▶ Document segment:
In the first half of the 20th century, polio was one of the most feared diseases in America. Paralytic polio causes pain and weakness in the arms or legs and problems with swallowing and breathing. This occurs when the polio virus attacks and kills motor nerve cells, which control muscles.
Since 1955, when the polio vaccine was introduced, the disease has all but disappeared in the United States. But in the early 1990s, patients who previously had polio and recovered began to report progressive pain and weakness in muscles and joints as well as increasing problems with fatigue.
Mayo Clinic researchers have been following a group of adults in Minnesota who had polio between 1935 and 1955 to learn more about the lingering effects of the disease. Researchers suspect that aging plays a role. “If you’ve already lost nerve cells in your youth because of polio and the remaining cells have been working twice as hard, you’re going to have even more difficulties as you start to lose nerve cells to aging,” says Anthony Windebank, M.D., neurologist and director of the Regenerative Neurobiology Program at Mayo Clinic in Rochester.

▶ Work order 1: Rewrite the polio passage starting with "Since 1955, when" and going on through "Clinic in Rochester.", switching "fatigue" to "tiredness".
▶ Work order 2: Say whether each statement agrees with the polio passage, answering yes or no and quoting the words that decide it. (a) The polio vaccine was introduced in 1955. (b) The adults followed by Mayo Clinic researchers had polio between 1945 and 1965. (c) Paralytic polio occurs when the virus attacks sensory nerve cells.
▶ Work order 3: Extend the passage on the lingering effects of polio beyond its final sentence.

▶ Extracted records:

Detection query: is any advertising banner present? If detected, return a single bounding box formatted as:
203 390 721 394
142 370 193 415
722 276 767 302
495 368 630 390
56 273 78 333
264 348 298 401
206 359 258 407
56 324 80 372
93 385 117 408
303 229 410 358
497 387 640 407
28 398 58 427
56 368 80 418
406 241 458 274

▶ Response 1:
Since 1955, when the polio vaccine was introduced, the disease has all but disappeared in the United States. But in the early 1990s, patients who previously had polio and recovered began to report progressive pain and weakness in muscles and joints as well as increasing problems with tiredness.
Mayo Clinic researchers have been following a group of adults in Minnesota who had polio between 1935 and 1955 to learn more about the lingering effects of the disease. Researchers suspect that aging plays a role. “If you’ve already lost nerve cells in your youth because of polio and the remaining cells have been working twice as hard, you’re going to have even more difficulties as you start to lose nerve cells to aging,” says Anthony Windebank, M.D., neurologist and director of the Regenerative Neurobiology Program at Mayo Clinic in Rochester.

▶ Response 2:
(a) Yes: "Since 1955, when the polio vaccine was introduced"
(b) No: "who had polio between 1935 and 1955"
(c) No: "the polio virus attacks and kills motor nerve cells, which control muscles"

▶ Response 3:
In addition, people may limp or walk differently because of polio damage and, as a result, be more prone to wear and tear and arthritis in the knees. Finally, people who’ve learned to compensate for polio-related problems may find that the compensation causes considerable fatigue.
There’s no specific treatment for post-polio syndrome itself but most symptoms can be treated or managed. For patients who suspect polio is causing symptoms, the recommendation is to seek an evaluation with a provider who understands the illness and has experience treating neuromuscular disorders.